■ **DIRECTIONS**
From the line that includes "Point out drawer in" to the last line of the records, inclusive, repeat each line exactly.

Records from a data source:
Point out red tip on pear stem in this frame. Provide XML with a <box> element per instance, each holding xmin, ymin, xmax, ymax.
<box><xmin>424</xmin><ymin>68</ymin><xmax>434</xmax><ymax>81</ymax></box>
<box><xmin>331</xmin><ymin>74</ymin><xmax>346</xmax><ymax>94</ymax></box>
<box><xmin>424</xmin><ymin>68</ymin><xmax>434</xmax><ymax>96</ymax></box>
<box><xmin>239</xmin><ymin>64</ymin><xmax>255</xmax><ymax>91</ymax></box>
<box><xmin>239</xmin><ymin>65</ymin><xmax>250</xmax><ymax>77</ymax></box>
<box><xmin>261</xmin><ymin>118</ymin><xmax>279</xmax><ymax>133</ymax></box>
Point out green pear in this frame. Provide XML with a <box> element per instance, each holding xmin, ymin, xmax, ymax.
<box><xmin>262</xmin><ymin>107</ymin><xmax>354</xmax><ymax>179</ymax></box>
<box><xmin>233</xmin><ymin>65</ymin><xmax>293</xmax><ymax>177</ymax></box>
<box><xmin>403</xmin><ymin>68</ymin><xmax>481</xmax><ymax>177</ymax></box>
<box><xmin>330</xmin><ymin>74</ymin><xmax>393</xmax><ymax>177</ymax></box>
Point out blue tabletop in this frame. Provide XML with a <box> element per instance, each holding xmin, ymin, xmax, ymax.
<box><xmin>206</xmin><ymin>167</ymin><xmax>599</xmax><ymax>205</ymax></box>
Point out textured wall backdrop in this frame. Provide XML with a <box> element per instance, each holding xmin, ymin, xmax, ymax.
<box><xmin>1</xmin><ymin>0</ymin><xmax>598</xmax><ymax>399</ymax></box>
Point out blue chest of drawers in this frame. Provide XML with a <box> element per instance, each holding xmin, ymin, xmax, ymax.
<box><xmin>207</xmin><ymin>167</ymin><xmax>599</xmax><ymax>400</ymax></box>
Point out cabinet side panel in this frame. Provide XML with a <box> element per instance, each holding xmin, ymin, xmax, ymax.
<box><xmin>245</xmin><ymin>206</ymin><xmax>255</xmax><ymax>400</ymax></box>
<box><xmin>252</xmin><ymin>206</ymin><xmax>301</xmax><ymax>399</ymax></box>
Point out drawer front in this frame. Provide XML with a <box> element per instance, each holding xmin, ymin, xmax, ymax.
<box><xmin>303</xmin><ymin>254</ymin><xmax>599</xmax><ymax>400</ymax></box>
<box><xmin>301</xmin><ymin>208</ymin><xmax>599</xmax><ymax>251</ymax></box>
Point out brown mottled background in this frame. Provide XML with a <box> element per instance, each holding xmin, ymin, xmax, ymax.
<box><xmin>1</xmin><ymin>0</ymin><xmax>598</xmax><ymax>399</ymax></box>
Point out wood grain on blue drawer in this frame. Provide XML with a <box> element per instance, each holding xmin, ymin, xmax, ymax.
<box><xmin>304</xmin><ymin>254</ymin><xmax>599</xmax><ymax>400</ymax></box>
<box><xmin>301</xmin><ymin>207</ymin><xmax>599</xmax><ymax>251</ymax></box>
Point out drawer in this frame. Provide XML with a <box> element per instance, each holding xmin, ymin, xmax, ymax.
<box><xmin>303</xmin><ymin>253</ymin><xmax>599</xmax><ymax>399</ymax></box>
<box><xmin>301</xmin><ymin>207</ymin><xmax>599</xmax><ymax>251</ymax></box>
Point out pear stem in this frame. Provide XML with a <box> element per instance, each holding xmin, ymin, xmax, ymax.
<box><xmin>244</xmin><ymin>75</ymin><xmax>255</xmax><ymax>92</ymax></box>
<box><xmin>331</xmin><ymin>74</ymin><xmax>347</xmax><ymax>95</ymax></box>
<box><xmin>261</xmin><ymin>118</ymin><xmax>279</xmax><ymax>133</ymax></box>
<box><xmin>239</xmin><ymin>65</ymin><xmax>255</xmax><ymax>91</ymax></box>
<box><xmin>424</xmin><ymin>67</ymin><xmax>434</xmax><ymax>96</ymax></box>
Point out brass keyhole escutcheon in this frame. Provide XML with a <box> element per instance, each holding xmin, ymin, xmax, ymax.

■ **RESPONSE TO THIS EXERCISE**
Point out drawer in this frame. Provide XML with a <box> element per instance, each holding xmin, ymin, xmax, ymax.
<box><xmin>303</xmin><ymin>253</ymin><xmax>599</xmax><ymax>399</ymax></box>
<box><xmin>301</xmin><ymin>207</ymin><xmax>599</xmax><ymax>251</ymax></box>
Point out pear stem in this frame. Provide XML with a <box> element per instance, each holding xmin, ymin, xmax, ymax.
<box><xmin>244</xmin><ymin>75</ymin><xmax>255</xmax><ymax>92</ymax></box>
<box><xmin>331</xmin><ymin>74</ymin><xmax>347</xmax><ymax>95</ymax></box>
<box><xmin>261</xmin><ymin>118</ymin><xmax>279</xmax><ymax>133</ymax></box>
<box><xmin>239</xmin><ymin>65</ymin><xmax>255</xmax><ymax>91</ymax></box>
<box><xmin>424</xmin><ymin>67</ymin><xmax>434</xmax><ymax>96</ymax></box>
Point out brass keyhole escutcheon in this frame. Provide XML with a <box> element per instance, each holding xmin, ymin, xmax, ymax.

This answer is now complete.